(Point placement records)
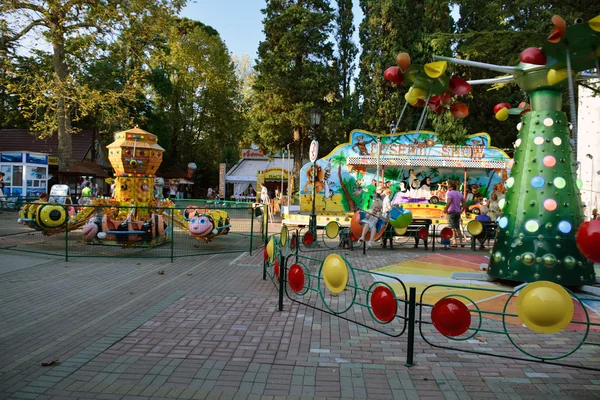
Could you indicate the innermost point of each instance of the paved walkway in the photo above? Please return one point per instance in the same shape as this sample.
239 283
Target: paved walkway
207 327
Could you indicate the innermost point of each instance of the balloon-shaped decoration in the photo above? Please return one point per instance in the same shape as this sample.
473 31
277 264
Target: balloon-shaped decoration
502 114
475 228
500 106
435 69
594 23
383 303
560 29
451 317
446 98
459 110
414 95
332 229
271 248
459 86
284 236
556 76
308 239
533 55
588 240
403 61
545 307
434 103
394 75
447 233
335 273
276 268
400 231
296 278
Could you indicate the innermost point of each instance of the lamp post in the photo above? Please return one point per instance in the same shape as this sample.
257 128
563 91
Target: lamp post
315 121
590 208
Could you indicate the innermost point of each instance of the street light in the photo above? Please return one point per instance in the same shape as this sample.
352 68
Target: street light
315 120
591 157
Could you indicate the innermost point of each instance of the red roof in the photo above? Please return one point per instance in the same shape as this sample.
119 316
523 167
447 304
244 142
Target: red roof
21 140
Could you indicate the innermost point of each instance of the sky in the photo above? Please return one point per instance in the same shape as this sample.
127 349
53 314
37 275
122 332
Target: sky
239 22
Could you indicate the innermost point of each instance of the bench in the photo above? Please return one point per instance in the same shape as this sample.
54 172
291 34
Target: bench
488 232
411 231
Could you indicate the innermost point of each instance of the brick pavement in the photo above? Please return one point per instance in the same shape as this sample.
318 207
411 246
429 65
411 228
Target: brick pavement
208 328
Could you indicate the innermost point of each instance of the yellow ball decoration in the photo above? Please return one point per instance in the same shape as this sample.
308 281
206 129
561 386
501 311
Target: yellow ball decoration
545 307
335 273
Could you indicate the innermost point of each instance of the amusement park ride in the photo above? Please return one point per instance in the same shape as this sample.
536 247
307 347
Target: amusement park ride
540 200
136 215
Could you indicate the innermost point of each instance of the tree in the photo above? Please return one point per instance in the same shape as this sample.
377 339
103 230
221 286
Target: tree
293 74
195 83
84 21
346 49
390 27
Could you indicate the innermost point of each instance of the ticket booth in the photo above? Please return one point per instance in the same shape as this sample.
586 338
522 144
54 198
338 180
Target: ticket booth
25 173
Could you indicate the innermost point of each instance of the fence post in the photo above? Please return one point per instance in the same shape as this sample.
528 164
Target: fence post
281 280
66 208
410 348
172 232
252 227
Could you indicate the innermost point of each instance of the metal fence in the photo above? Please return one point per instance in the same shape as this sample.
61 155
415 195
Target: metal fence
161 232
537 322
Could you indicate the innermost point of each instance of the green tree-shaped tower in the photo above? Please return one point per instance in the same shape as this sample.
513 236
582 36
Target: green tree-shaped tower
542 208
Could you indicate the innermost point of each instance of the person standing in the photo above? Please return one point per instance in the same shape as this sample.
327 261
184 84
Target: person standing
455 205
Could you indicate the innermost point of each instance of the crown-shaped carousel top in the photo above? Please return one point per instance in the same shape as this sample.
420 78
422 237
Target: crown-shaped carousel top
135 152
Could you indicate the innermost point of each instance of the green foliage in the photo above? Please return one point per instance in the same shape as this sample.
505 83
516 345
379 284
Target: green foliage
293 74
390 27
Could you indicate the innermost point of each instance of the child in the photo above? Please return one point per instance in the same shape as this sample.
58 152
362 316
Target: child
483 217
370 221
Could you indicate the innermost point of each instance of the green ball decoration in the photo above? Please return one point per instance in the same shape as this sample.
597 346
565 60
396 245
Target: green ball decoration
549 260
497 256
570 262
528 259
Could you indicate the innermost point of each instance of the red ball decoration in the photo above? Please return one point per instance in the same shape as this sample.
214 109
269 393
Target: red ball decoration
296 278
459 86
309 238
445 97
447 233
451 317
588 240
434 102
500 106
459 110
533 55
393 75
383 304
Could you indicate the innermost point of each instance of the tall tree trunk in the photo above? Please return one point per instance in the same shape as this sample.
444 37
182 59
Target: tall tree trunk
65 146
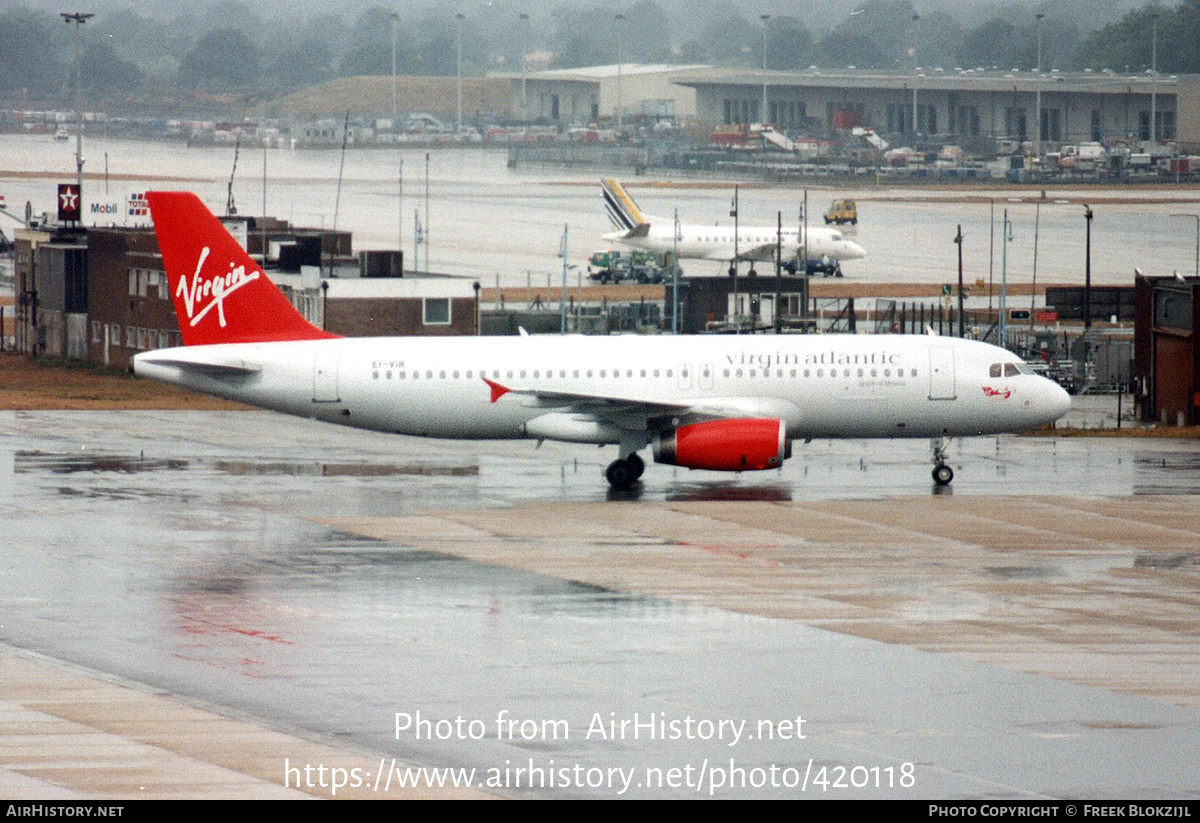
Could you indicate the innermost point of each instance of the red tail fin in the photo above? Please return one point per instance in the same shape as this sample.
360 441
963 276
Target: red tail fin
221 295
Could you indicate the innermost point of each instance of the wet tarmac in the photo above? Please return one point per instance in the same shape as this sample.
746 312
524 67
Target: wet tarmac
504 226
834 629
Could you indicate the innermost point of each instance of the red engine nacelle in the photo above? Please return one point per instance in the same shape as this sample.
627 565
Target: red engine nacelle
742 444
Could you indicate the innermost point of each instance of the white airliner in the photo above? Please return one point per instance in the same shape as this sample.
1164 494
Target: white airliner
717 242
702 402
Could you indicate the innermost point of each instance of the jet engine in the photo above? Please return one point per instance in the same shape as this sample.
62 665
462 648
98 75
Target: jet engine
741 444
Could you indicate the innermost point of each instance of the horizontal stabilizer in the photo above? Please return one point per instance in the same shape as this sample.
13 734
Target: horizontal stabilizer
217 367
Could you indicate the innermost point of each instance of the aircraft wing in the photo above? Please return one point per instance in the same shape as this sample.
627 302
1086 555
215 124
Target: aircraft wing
637 414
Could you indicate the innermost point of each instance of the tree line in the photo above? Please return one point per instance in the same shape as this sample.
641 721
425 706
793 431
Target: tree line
127 54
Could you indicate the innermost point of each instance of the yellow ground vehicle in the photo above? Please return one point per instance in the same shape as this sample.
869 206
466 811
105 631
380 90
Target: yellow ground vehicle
843 211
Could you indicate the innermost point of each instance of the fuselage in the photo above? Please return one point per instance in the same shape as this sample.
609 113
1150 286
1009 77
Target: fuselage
717 242
821 386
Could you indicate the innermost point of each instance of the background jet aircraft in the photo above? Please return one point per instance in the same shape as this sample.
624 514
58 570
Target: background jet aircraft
718 242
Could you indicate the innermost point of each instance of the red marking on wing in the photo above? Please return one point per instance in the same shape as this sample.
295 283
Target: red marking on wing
498 391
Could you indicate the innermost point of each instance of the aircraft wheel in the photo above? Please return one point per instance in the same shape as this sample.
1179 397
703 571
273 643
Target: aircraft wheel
636 464
619 474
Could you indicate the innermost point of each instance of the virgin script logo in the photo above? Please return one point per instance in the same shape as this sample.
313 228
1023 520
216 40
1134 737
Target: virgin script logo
217 288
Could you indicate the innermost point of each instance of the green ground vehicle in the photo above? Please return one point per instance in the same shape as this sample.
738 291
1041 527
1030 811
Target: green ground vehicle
615 265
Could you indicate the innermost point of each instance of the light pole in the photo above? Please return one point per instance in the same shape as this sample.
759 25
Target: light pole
459 18
958 241
1087 271
1153 77
525 68
763 113
395 23
78 18
912 53
1006 238
1037 116
621 48
1197 218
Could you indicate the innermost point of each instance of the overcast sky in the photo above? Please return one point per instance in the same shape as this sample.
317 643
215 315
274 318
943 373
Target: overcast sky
687 14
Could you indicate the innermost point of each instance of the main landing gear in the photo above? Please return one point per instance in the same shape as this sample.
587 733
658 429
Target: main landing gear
942 473
623 473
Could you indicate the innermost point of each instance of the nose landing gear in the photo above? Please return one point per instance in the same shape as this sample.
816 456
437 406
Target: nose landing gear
942 473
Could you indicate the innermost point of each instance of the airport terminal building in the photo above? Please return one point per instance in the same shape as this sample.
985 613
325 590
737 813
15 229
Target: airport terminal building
958 103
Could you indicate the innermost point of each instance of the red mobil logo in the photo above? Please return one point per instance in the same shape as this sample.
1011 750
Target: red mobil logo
69 203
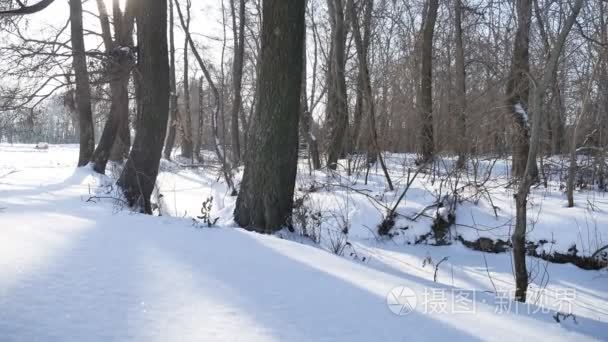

**Problem to solve**
Which lines in the material contain the word "airliner"? Copy each one.

**Task response**
Could you indicate the innermost point of each instance of the white airliner in the photo above? Please return one point per instance in the same shape as this sample.
Target: white airliner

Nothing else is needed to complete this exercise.